─── Source data ───
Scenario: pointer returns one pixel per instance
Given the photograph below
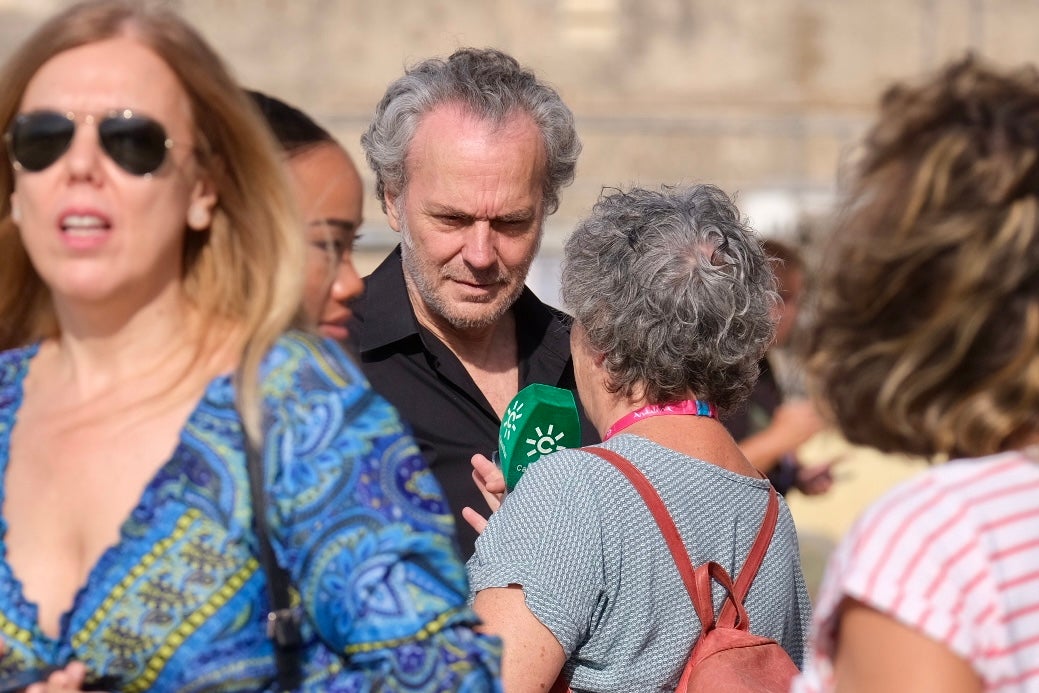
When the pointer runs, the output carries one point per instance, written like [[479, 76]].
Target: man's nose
[[480, 249]]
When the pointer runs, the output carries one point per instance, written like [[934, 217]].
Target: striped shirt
[[953, 554]]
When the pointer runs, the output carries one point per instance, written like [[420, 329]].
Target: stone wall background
[[764, 98]]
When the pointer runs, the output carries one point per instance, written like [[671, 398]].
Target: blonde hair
[[246, 270], [927, 341]]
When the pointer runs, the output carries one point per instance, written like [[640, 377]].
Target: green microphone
[[540, 419]]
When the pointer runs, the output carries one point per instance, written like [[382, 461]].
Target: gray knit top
[[596, 571]]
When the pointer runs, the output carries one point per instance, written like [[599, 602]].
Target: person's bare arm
[[877, 654], [531, 656]]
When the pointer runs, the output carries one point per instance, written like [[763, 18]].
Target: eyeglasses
[[136, 143]]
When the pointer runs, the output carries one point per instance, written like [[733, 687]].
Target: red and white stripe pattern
[[955, 555]]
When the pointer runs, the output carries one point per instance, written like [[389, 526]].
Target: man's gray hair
[[486, 83], [674, 289]]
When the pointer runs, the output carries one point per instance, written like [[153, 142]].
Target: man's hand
[[490, 481], [815, 479]]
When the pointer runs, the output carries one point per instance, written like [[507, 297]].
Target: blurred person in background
[[672, 302], [927, 343], [470, 155], [330, 197], [771, 426], [152, 281]]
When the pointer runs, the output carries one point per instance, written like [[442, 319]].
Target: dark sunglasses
[[136, 143]]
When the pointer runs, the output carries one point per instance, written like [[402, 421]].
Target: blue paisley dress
[[179, 603]]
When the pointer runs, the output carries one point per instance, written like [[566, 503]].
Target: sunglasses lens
[[38, 139], [135, 142]]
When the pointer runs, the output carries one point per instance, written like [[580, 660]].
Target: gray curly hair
[[490, 85], [675, 290]]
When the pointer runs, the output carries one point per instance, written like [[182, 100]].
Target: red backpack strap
[[698, 593], [731, 616]]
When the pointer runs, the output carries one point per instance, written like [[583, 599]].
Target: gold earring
[[197, 217]]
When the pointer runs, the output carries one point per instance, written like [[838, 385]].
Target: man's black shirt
[[450, 418]]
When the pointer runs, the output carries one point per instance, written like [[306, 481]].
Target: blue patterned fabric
[[179, 604]]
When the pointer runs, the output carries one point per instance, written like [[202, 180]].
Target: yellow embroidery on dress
[[193, 621], [11, 631], [83, 636]]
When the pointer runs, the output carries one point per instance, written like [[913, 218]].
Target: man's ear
[[16, 213], [392, 212], [204, 200]]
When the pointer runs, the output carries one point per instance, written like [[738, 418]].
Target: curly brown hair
[[928, 334]]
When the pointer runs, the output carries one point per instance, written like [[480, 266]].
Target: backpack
[[727, 658]]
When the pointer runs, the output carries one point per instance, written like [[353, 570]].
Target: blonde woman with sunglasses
[[152, 280]]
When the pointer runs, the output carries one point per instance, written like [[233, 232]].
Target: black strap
[[283, 621]]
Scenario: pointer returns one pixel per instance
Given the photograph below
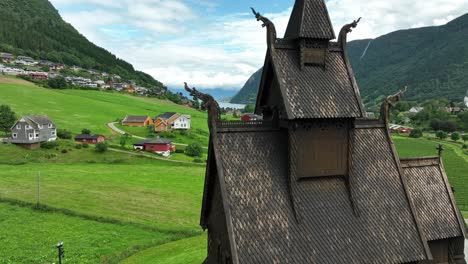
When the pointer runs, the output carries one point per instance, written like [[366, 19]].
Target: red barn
[[90, 139], [39, 76], [158, 145]]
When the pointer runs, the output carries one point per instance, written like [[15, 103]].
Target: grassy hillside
[[78, 109], [248, 93], [35, 28]]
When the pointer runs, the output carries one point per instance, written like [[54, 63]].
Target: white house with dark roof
[[30, 131]]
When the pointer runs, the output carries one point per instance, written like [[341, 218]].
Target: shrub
[[101, 147], [167, 134], [194, 150], [455, 136], [64, 134], [416, 133], [441, 135], [50, 145]]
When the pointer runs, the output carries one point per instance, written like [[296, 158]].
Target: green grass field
[[78, 109], [114, 207], [455, 162]]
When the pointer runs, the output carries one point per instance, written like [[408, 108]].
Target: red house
[[90, 139], [39, 76], [158, 145], [250, 117]]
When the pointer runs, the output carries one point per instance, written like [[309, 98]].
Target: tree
[[455, 136], [441, 135], [416, 133], [64, 134], [57, 83], [101, 147], [194, 150], [123, 139], [7, 118], [249, 109], [465, 138]]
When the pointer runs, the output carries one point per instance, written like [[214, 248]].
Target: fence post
[[38, 189]]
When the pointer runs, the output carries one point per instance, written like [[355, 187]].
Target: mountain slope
[[248, 94], [432, 61], [35, 28]]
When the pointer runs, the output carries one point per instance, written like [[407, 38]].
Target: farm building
[[30, 131], [90, 139], [137, 121], [171, 121], [39, 76], [158, 145], [250, 117], [318, 181]]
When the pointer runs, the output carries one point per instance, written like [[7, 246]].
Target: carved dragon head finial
[[209, 103], [271, 30], [348, 28], [388, 103]]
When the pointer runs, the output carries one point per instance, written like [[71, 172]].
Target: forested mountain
[[35, 28], [431, 61], [248, 94]]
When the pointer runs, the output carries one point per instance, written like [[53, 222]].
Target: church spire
[[310, 19]]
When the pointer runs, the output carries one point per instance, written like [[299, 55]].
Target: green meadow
[[78, 109], [114, 207]]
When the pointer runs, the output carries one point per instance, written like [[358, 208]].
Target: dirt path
[[156, 158], [112, 126], [10, 80]]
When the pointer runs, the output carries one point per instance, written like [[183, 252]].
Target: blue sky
[[218, 43]]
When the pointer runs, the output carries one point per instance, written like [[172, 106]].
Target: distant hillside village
[[59, 76], [32, 131]]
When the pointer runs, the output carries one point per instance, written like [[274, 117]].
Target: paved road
[[154, 157], [112, 126]]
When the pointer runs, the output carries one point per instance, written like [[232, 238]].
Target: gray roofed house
[[316, 181], [30, 131]]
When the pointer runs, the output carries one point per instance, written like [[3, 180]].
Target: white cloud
[[178, 44]]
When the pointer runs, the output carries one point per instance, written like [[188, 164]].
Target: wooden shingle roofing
[[310, 19], [315, 92], [277, 219], [433, 198]]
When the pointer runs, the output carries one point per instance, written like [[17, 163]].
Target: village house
[[75, 68], [30, 131], [139, 121], [57, 67], [130, 89], [251, 117], [90, 139], [159, 145], [317, 181], [38, 76], [181, 123], [26, 61], [6, 57]]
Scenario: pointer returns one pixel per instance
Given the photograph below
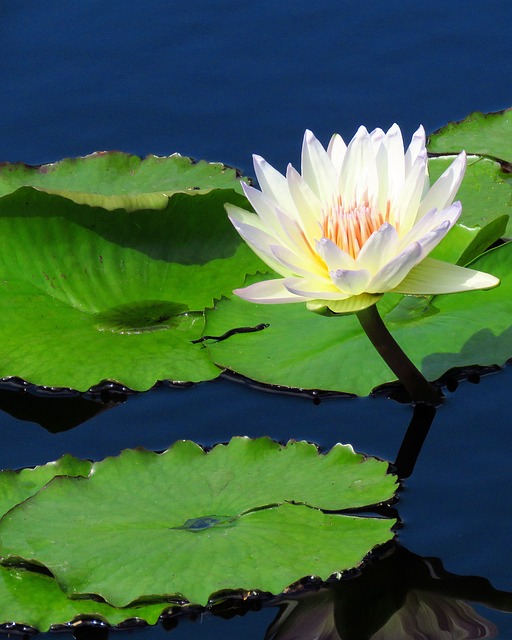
───
| Given request |
Arrange every line of the listing above as a numbered list, skipping blank lines and leaving the pictures out.

| Response to the exercise |
1. Scenario: pointer returns one pixel per instance
2. Given the photograph below
3. When the pointer runs, the output carries one point per instance, written like [[479, 76]].
4. Target: man's nose
5. [[480, 249]]
6. When the pointer runs, the output carries one point per instance, written like [[934, 217]].
7. Target: striped shirt
8. [[953, 554]]
9. When the pointer runs, the output carries one point per instance, written like [[420, 329]].
10. Target: stone wall background
11. [[764, 98]]
12. When the pointer runs, the output carries one point per instance, written like [[671, 398]].
13. Target: blonde hair
14. [[246, 270], [927, 341]]
15. When the pointer runs, the output carries one point per instance, written like [[640, 377]].
16. Target: green microphone
17. [[540, 419]]
18. When the pointer runs, the output carries one point per instance, written like [[382, 461]].
19. Target: gray knit top
20. [[596, 571]]
21. When the pointer runs, the output carries one point per instance, written like [[599, 602]].
22. Target: person's bare arm
23. [[877, 654], [531, 656]]
24. When the pointer runs, the output carries one point per instance, written like [[763, 18]].
25. Target: eyeglasses
26. [[136, 143]]
27. When the pointer runs, the output carries one point per instance, written like [[733, 687]].
28. Target: red and white stripe pattern
29. [[955, 555]]
30. When the pointer runs, the output carries one point per instance, written like [[389, 526]].
31. Target: man's gray hair
32. [[486, 83], [674, 289]]
33. When the pointer runs, the output carries one point per instance, written like [[153, 142]].
34. Target: man's hand
35. [[490, 481], [815, 479]]
36. When the pointer runs, the output carries one point per instance, written like [[507, 297]].
37. Target: blurred person in background
38. [[672, 302], [927, 343], [470, 155], [330, 197], [771, 426], [152, 281]]
39. When the pointer runs, the output carries one point per instance, written like [[442, 319]].
40. Target: dark sunglasses
41. [[136, 143]]
42. When the pointer runs, the output carries one point per instance, written like [[402, 421]].
43. Target: blue paisley dress
44. [[179, 603]]
45. When the pointer runs, the output carries one point per instance, written like [[566, 503]].
46. Target: sunglasses lens
47. [[38, 139], [135, 142]]
48. When the pointer runs, the output carries one point per instance, written like [[580, 660]].
49. Target: gray curly hair
50. [[490, 85], [675, 290]]
51. When the pointer runs, the output carries one point per instance, written like [[182, 100]].
52. Target: red backpack strap
53. [[698, 593], [731, 616]]
54. When the pointer runs, the output carries one point per instance, written like [[583, 599]].
55. Target: gold earring
56. [[197, 217]]
57. When the pointer runs, the output carries one point per instance, written like [[838, 385]].
58. Target: man's black shirt
59. [[450, 418]]
60. When the pointer runs, the output carries one point per instance, written like [[306, 481]].
61. Target: blue patterned fabric
62. [[179, 604]]
63. When the pointer runs, the output carries one point per instance, written like [[202, 180]].
64. Target: yellow embroidery on dress
65. [[193, 621], [11, 631], [83, 636]]
66. When the pointer runs, the output carries one point per instance, written like [[913, 218]].
67. Target: man's ear
68. [[16, 213], [392, 212], [204, 200]]
69. When the pointer runs, the output carries one point per instance, written like [[738, 418]].
70. Target: curly brown hair
71. [[928, 334]]
72. When the pointer runs, the output carries one point per instance, written like [[480, 266]].
73. Target: backpack
74. [[727, 658]]
75. When the pointer runs, the output carries one point per instance, written like [[353, 570]].
76. Target: blonde woman with sunglasses
77. [[152, 280]]
78. When the pointer runs, the output carries one point per instance, written like [[233, 232]].
79. Target: black strap
80. [[283, 621]]
81. Scenario: pointer returns one pixel per instance
82. Given the photograph below
83. When the pointer runs, the output carries one point per instance, written like [[366, 19]].
84. Target: red barn
85. [[90, 139], [39, 76], [158, 145]]
86. When the pointer runs, the output carries one point per instance, written like [[15, 103]].
87. Target: grassy hillside
88. [[78, 109], [248, 93], [35, 28]]
89. When the pointer runs, the output carries one point per instance, written like [[54, 63]].
90. Target: white house with dark roof
91. [[30, 131]]
92. When the pointer runs, the output carries one point per instance, written like [[341, 218]].
93. Target: shrub
94. [[101, 147], [167, 134], [194, 150], [455, 136], [64, 134], [416, 133], [441, 135], [50, 145]]
95. When the pointer runs, the output carries one point per instance, written like [[296, 158]].
96. Target: green grass field
97. [[78, 109], [114, 207], [455, 162]]
98. When the pointer runs, the output carries one point per instance, written like [[408, 108]].
99. Target: red house
100. [[90, 139], [39, 76], [158, 145], [250, 117]]
101. When the pointer runs, the output carries one point per instance, written like [[309, 98]].
102. Target: tree
103. [[455, 136], [441, 135], [416, 133], [64, 134], [57, 83], [101, 147], [194, 150], [123, 139], [7, 118], [249, 109], [465, 138]]
104. When the pointer runs, the output carries one point per instance, written like [[214, 248]].
105. Target: fence post
106. [[38, 189]]
107. When the pointer runs, the output carries one point per instance, written like [[355, 187]].
108. Target: mountain slope
109. [[248, 94], [432, 61], [35, 28]]
110. When the pointer runs, the output carries one point per instance, written like [[407, 38]].
111. Target: farm building
112. [[30, 131], [90, 139], [137, 121], [171, 121], [39, 76], [158, 145], [250, 117], [318, 181]]
113. When the pointer runs, the output carries one point per instance, written like [[7, 246]].
114. Target: carved dragon head finial
115. [[209, 103], [271, 30], [348, 28], [388, 103]]
116. When the pointer runs, the output carries one point per instance, written like [[71, 172]].
117. Target: forested mountain
118. [[35, 28], [431, 61], [248, 94]]
119. When the pointer runs, the output carries one point per instance, written like [[53, 222]].
120. Target: church spire
121. [[310, 19]]
122. When the pointer runs, the output carries one point per instance, written like [[299, 55]].
123. Target: green meadow
124. [[78, 109], [114, 207]]
125. When the pointer runs, the output carries one point per instance, written like [[358, 208]].
126. Target: dirt path
127. [[156, 158], [112, 126], [10, 80]]
128. When the pointer runs, the output carries one point per instance, written like [[183, 252]].
129. Target: blue sky
130. [[218, 43]]
131. When the pointer runs, the output carries one point per instance, written like [[172, 106]].
132. Target: distant hillside village
133. [[59, 76], [32, 131]]
134. When the pointer runs, the output carries one point per instance, written like [[274, 117]].
135. Target: paved road
136. [[154, 157], [112, 126]]
137. When the pointer runs, the output carries one point per instance, written like [[232, 238]].
138. Target: gray roofed house
139. [[316, 181], [30, 131]]
140. When the pointer runs, the output carries one point per instance, written like [[3, 180]].
141. Target: white cloud
142. [[178, 44]]
143. When the pointer runs, the output carries one point per instance, written like [[188, 164]].
144. Target: wooden shingle roofing
145. [[310, 19], [315, 92], [277, 219], [433, 198]]
146. When the pointer runs, the output carries one point per instance, written like [[17, 163]].
147. Target: village house
148. [[75, 68], [30, 131], [139, 121], [57, 67], [130, 89], [251, 117], [90, 139], [159, 145], [317, 181], [38, 76], [181, 123], [26, 61], [6, 57]]
149. Scenario: pointer returns one pixel per instance
150. Given the photograph below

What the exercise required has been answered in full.